Aim of the exercise:
Below are records to write out exactly; drop the pictures when you do.

[Image point grounding data]
----------

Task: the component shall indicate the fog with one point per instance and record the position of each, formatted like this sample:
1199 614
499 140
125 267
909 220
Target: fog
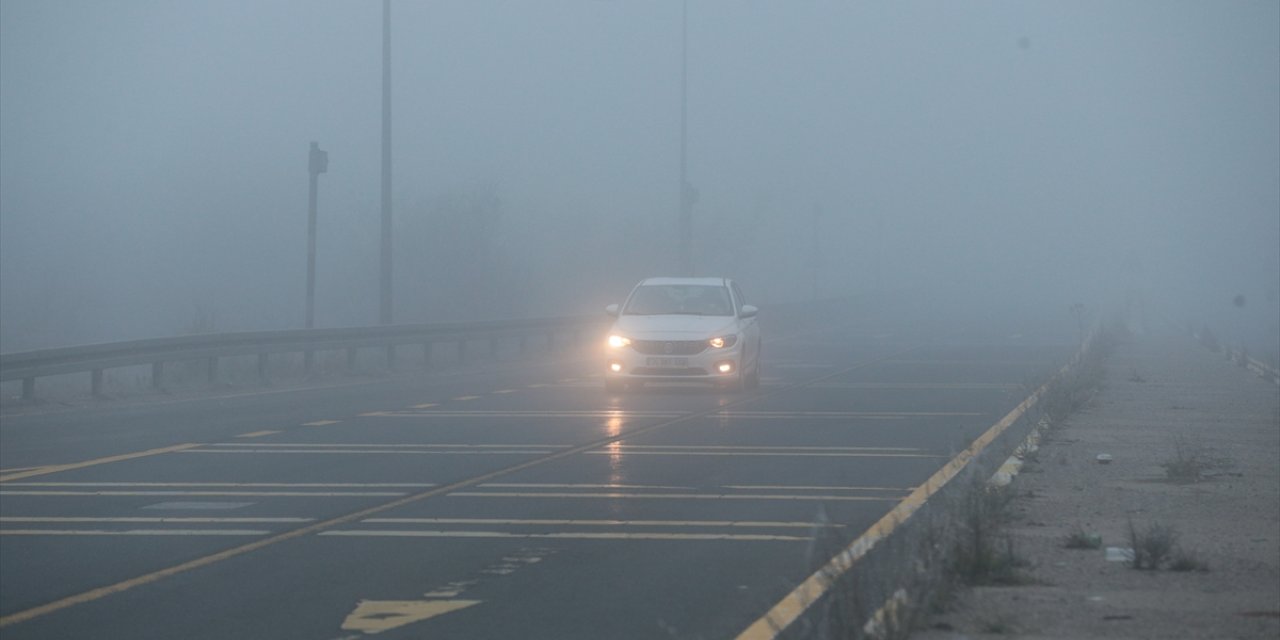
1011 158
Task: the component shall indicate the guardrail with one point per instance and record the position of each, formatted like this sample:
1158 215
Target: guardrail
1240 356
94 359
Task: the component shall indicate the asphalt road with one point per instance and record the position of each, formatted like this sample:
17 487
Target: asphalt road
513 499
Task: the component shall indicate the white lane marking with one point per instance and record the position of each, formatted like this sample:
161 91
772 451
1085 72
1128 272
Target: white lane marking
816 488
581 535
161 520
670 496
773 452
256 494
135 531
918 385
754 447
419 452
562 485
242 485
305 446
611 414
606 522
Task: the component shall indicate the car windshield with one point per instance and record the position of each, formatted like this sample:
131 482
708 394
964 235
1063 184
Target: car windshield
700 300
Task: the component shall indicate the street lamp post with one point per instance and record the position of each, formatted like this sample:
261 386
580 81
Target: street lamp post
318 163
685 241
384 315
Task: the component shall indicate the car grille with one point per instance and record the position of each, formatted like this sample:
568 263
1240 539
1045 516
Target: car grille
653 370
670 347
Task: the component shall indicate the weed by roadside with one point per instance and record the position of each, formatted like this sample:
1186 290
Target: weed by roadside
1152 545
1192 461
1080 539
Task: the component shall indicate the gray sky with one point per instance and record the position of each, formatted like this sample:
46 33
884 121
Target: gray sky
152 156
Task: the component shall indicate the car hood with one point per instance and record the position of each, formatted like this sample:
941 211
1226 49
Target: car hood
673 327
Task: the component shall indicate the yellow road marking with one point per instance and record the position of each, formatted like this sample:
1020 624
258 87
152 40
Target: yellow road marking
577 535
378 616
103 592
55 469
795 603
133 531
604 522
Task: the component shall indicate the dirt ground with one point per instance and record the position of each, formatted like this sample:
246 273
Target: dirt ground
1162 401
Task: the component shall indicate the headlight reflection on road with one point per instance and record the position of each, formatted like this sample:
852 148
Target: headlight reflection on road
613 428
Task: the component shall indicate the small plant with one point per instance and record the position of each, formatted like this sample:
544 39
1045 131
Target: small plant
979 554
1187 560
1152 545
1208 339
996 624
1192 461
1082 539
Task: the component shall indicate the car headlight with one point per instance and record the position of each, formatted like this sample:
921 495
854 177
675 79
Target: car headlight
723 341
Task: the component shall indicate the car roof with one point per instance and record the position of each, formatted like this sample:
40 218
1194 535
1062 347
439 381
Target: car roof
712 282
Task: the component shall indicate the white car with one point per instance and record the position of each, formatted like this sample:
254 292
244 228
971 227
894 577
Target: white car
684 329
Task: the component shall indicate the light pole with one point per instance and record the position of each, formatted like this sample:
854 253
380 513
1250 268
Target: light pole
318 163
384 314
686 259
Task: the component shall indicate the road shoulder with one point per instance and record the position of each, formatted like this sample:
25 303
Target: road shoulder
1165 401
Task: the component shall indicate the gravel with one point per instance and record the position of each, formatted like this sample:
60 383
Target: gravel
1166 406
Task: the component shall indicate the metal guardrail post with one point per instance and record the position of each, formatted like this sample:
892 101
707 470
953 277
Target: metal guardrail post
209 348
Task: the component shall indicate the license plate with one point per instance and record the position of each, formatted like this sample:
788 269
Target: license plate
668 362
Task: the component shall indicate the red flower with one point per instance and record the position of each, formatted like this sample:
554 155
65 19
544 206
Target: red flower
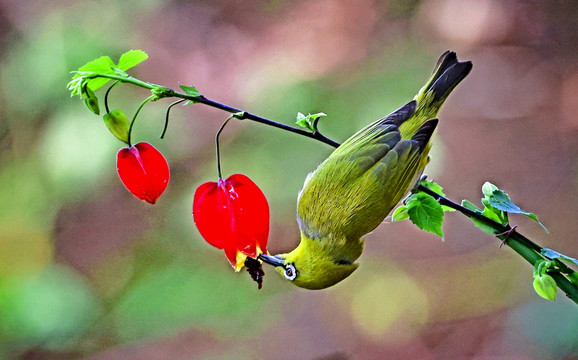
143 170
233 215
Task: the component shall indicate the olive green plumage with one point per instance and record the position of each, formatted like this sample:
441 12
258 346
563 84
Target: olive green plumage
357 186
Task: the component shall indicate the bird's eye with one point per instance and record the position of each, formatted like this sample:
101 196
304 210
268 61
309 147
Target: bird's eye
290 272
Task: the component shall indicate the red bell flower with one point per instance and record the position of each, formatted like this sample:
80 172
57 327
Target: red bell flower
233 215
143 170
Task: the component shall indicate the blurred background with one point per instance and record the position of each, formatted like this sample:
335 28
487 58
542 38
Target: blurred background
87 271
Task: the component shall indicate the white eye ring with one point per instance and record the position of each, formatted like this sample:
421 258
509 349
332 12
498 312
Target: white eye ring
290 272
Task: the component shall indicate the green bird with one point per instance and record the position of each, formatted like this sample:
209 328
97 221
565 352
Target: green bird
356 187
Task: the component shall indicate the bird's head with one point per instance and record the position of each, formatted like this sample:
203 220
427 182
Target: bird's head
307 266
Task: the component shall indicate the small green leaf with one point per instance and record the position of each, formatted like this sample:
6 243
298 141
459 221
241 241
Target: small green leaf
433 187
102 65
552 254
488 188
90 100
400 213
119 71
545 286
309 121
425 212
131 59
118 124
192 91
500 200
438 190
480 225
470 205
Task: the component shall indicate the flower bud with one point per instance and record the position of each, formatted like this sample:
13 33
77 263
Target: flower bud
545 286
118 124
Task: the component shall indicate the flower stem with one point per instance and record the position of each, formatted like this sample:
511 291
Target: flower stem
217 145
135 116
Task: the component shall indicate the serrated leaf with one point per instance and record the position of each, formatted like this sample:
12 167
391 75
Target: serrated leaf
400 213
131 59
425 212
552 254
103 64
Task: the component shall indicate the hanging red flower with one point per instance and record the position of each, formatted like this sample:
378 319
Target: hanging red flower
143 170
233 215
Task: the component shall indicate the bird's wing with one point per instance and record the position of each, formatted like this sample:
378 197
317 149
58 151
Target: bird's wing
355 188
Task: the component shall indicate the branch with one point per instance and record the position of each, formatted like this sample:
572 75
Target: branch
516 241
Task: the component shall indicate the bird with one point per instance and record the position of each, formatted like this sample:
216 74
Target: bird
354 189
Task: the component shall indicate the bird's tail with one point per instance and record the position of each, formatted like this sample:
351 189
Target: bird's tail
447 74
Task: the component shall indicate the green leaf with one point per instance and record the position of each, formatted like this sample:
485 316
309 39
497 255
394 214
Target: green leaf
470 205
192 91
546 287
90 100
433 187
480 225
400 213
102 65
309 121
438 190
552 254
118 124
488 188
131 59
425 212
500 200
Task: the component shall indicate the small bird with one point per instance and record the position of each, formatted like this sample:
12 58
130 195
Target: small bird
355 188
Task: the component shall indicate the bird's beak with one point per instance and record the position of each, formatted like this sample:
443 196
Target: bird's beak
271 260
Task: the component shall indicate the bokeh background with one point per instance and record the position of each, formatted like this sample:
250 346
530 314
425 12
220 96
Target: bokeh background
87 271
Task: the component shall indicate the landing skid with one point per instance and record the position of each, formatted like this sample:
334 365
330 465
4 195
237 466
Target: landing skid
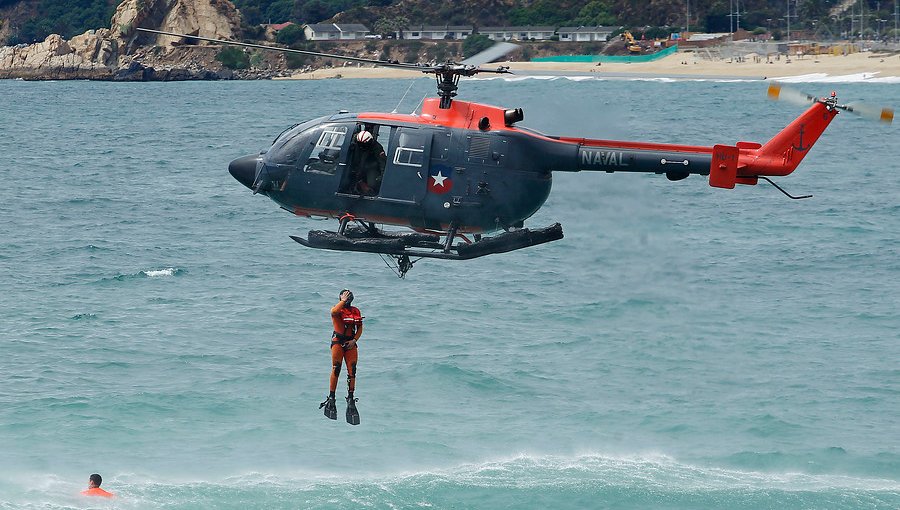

----------

Exercise result:
Task: the component shall indicate the fog with one point per instance and record the position of each, formatted like this sample:
1199 614
499 140
125 267
909 220
Target: fog
1011 158
Task: the component shall indicate the guardrail with one point per instance and record the position of each, formatted like this sample:
1158 215
Target: guardrail
1240 356
94 359
Task: the component shall indicate the asphalt road with one point per instance and record the position of each, formatted like this sample:
17 487
Target: asphalt road
513 499
Task: the component shall indicate the white lane marking with one point per instance and record the position of each, formatted like this sample:
161 91
772 451
1085 72
1128 272
Target: white lane marking
816 488
581 535
161 520
670 496
773 452
256 494
135 531
918 385
754 447
419 452
562 485
242 485
305 446
611 414
606 522
Task: the component shall indicate the car windshield with one point per instance and record the position of each, formatted like this sample:
131 482
708 394
964 235
1063 184
Target: car windshield
700 300
Task: the component shall indicate the street lamp post with one point per instance and record the position of each, formatted like this sample:
261 386
580 81
Target: street lamp post
318 163
685 241
384 315
Task: the component shall indicate the car grille with one point per instance and record the position of each, formatted like this sample:
568 263
1240 539
1045 516
Target: car grille
653 370
670 347
Task: the component shall indicate the weed by roadside with one point per instance and record the position of each, formatted like this sample:
1186 290
Target: weed by roadside
1152 545
1192 461
1080 539
Task: the component shall indicate the gray sky with one point per instance and record the position of each, formatted like this sample:
46 33
884 121
Target: gray sky
152 156
Task: the component shall indicate the car hood with one point per instance and record the position of each, formatted like this sample:
941 211
1226 49
Target: car hood
673 327
Task: the component shall indicate the yellow road marking with one point per instance and record the position of each, formatted like this sample:
1020 624
258 87
152 40
Target: yellow road marking
577 535
378 616
103 592
55 469
795 603
133 531
604 522
Task: the component shall indicate the dirt ground with one point per instance and record the position of each, formatted like this sample:
246 273
Target: dirt ground
1162 401
Task: the component shall indicate the headlight reflection on road with one point per instance and record the position of each, formatted like this sample:
852 148
Target: headlight reflection on road
613 428
Task: the component shall indicate the small plant with one point per instance and record the position of each, formatted like this sample:
544 39
1045 131
Target: small plant
979 554
1187 560
1152 545
1208 339
996 624
1192 461
1082 539
Task: the component shall indicate the car headlight with one point per instance and record the position of each, formatted like this sample:
921 495
854 177
675 79
Target: car headlight
723 341
Task: the component shall indicate the car roof with one point per instance and record the position of each, formatted like this sample:
40 218
1194 535
1062 347
439 381
Target: car roof
712 282
Task: the component shall indicate the white car with one point per instance and record the position of each, formatted like this sample:
254 292
244 228
971 227
894 577
Target: white car
684 329
Task: the component shall indicate the light pole with one point per instance and record the position of each, formatted like this sample:
854 253
380 513
1250 268
Target: light pole
318 163
384 314
686 259
Task: the component shall indicate the road shoulder with one point per instance and record the position of each, formatted like this sample:
25 303
Target: road shoulder
1165 401
Task: the component shall indicate the gravel with one point per instance and record the position of each, formatted like this sample:
60 383
Target: gravel
1166 406
Task: the component shall indicate the metal guardrail post with one point per instance and record the position of each, formatted like this sample:
892 101
707 470
953 277
Target: metal guardrail post
209 348
Task: the component shall indicate the license plate with one point per instance and record the position of each, formatted like this sample:
788 269
Target: license plate
668 362
Task: the component shall indicate the red flower with one point per instance and record the position of each, formatted like this sample:
554 155
65 19
544 206
Target: red flower
143 170
233 215
Task: the component shall indicate the olive green plumage with one point per instance and record the position of each, formatted like this sample:
441 12
258 346
563 84
Target: olive green plumage
357 186
Task: the component shall indicate the bird's eye with one point per instance and record the position of each, formatted like this sample:
101 196
304 210
268 61
309 147
Target: bird's eye
290 272
Task: the component shall indicate the red bell flower with one point per instance and record the position of each, formatted like this sample:
80 172
57 327
Target: red bell flower
233 215
143 170
Task: the component shall indicate the blurred background with one point per instance and record the position of each, formatted like this sample:
335 28
487 58
542 38
Target: blurred background
87 271
Task: the component shall indicate the white eye ring with one point per instance and record the position of each, formatted like this sample:
421 258
509 349
332 12
498 312
Target: white eye ring
290 272
Task: the component shall indicate the green bird with one point per instance and record the position of each, formatted like this sample:
209 328
97 221
565 352
Target: green bird
356 187
Task: the component shall indicate the bird's head with one point per instance and record the position of each, formatted like this sample:
203 220
427 182
Target: bird's head
307 266
Task: the component shall indicate the small green leaf with one point per instance and record the position of each, formatted like this sample:
6 243
298 141
459 221
241 241
Target: small green leaf
433 187
102 65
552 254
488 188
90 100
400 213
119 71
545 286
309 121
425 212
131 59
118 124
192 91
500 200
438 190
480 225
470 205
Task: the component shall indicate the flower bud with one point per instance and record the position of each, formatted like this sample:
13 33
77 263
Target: flower bud
545 286
118 124
Task: the component shall indicate the flower stem with one point per instance and record the position of each, formatted like this sample:
511 291
Target: flower stem
217 145
135 116
Task: the component shall indicate the serrated leaf with one point per instance and record the position of each, formatted like this sample:
12 167
391 75
Target: serrated leaf
400 213
131 59
425 212
552 254
103 64
Task: the component shall indicate the hanging red flower with one point per instance and record the position of each, formatted like this sample:
378 319
Target: hanging red flower
143 170
233 215
Task: the component shall indicate the bird's wing with one point per instance and record the position of each, formatted like this sample:
378 197
317 149
58 151
Target: bird's wing
355 188
Task: the component shall indicate the branch with one point per instance and record the position of each, formatted like this sample:
572 75
Target: branch
516 241
Task: the component shall indicate the bird with one point per instance and record the position of each, formatted like this sample:
216 74
Target: bird
354 189
Task: the component shall indicate the bird's tail with one point per instance and record the position of each, formatted like this sample:
351 189
Target: bird's tail
447 74
Task: the component shall indicate the green leaf with one point per instance and record the position of each, formatted like this sample:
485 316
309 39
497 255
394 214
Target: green leaf
470 205
192 91
546 287
90 100
433 187
480 225
400 213
102 65
309 121
438 190
552 254
118 124
488 188
131 59
425 212
500 200
Task: the component shall indicate the small bird with one point per instance and record the position of each, formatted like this sample:
12 58
130 195
Target: small bird
355 188
Task: the component shall indicate the bird's beak with one point per instance and record the position of each, formatted like this sample:
443 196
Target: bird's beak
271 260
Task: the component shall indicate the bokeh background with one point per instance and record the position of each, formatted like this sample:
250 346
530 314
425 12
220 96
Target: bokeh background
87 271
Task: the component shall indicate the landing skid with one point per instance and record the position of each, formatted like this sample:
334 365
330 465
4 195
237 466
Target: landing skid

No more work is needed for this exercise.